EXERCISE PROMPT: What is needed is an exact copy of the lines from the one containing "of the white" through the final line of the material below.
THE DATA: Begin
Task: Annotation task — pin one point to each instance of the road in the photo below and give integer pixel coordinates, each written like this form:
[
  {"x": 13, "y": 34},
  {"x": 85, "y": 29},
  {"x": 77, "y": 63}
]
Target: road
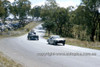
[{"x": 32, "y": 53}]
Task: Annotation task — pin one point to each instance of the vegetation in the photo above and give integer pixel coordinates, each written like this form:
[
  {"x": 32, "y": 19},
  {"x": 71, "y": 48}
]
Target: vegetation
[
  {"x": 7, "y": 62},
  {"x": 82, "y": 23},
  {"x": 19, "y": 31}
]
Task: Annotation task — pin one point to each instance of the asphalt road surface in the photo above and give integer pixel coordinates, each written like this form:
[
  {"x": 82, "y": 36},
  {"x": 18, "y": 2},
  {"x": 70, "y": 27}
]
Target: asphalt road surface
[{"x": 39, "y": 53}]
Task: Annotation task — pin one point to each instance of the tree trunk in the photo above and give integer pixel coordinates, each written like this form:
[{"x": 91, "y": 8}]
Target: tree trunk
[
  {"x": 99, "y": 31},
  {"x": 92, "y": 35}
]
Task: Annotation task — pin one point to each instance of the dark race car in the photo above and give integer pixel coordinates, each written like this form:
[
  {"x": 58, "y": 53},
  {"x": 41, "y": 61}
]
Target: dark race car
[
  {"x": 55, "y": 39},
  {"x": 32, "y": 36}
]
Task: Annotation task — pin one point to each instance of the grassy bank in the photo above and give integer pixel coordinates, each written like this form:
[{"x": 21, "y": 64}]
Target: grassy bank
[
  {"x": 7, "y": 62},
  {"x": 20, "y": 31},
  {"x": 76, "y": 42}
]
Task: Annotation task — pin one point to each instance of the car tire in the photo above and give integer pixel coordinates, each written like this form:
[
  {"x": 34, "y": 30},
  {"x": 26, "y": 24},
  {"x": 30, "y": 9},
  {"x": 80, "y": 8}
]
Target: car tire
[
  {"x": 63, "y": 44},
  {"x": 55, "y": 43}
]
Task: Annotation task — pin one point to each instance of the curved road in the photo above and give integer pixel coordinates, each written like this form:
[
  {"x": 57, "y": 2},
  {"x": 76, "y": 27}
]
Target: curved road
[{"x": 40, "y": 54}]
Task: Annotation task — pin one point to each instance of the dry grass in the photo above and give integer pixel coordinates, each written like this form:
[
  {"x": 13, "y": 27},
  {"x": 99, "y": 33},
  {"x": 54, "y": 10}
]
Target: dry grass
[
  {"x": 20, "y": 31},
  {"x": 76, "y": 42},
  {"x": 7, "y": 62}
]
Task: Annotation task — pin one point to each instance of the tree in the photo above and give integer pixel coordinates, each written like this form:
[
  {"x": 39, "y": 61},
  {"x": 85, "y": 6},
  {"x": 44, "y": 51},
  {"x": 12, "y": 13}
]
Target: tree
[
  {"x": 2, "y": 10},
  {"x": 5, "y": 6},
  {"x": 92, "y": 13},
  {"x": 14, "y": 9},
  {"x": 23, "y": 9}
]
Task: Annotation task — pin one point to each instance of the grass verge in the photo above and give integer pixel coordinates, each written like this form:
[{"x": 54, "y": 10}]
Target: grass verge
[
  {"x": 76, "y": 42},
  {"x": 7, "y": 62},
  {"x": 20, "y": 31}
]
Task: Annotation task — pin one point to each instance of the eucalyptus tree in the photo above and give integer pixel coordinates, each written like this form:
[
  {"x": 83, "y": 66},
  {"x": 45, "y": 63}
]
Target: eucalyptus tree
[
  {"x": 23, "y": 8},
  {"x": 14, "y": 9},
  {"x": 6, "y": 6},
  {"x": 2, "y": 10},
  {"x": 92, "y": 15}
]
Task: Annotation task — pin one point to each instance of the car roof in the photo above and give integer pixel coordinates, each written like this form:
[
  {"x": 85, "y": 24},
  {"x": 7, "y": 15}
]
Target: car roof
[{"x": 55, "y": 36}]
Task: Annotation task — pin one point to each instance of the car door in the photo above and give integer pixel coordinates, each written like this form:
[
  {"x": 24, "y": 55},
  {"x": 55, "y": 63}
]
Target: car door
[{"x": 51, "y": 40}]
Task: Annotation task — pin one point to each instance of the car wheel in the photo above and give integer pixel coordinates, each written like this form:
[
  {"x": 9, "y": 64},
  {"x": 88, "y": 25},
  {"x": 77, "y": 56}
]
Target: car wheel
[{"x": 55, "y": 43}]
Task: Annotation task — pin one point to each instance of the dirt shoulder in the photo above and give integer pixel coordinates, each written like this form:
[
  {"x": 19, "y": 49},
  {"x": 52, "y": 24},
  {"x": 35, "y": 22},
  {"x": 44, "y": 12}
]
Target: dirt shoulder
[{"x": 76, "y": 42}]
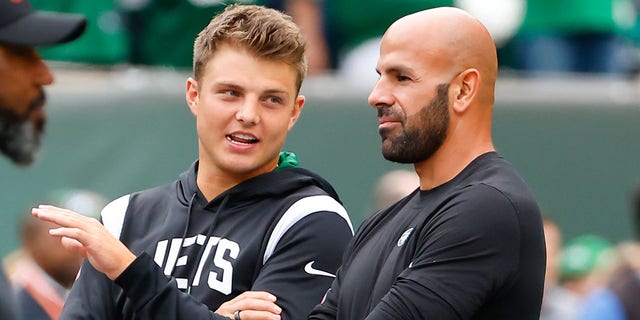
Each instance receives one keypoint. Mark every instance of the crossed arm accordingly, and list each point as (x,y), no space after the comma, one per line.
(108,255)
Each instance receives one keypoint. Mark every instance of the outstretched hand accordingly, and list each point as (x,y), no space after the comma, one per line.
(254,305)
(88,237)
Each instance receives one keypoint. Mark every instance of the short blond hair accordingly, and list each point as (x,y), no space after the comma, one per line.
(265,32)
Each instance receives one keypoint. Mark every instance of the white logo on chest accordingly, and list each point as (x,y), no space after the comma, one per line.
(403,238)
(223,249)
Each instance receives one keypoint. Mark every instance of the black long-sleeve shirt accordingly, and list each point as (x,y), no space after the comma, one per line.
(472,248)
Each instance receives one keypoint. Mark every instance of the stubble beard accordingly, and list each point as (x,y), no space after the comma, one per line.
THE DATA: End
SOLUTION TO THE EXERCISE:
Each instance receives one keypoint. Mark every instance of the white logo on chest accordingly, and list each point as (x,y), no space after the comma, one per line.
(403,238)
(223,249)
Each instance receives one keypoint. Mark every instance of the black long-sleeve shirt accordingly, and list each point as (x,y), no space after the comma, one per line.
(472,248)
Each instance receives one keypoint. Mark every instance of the stubble beard accordingly, and list each point as (x,y), no space after the comma, one per line.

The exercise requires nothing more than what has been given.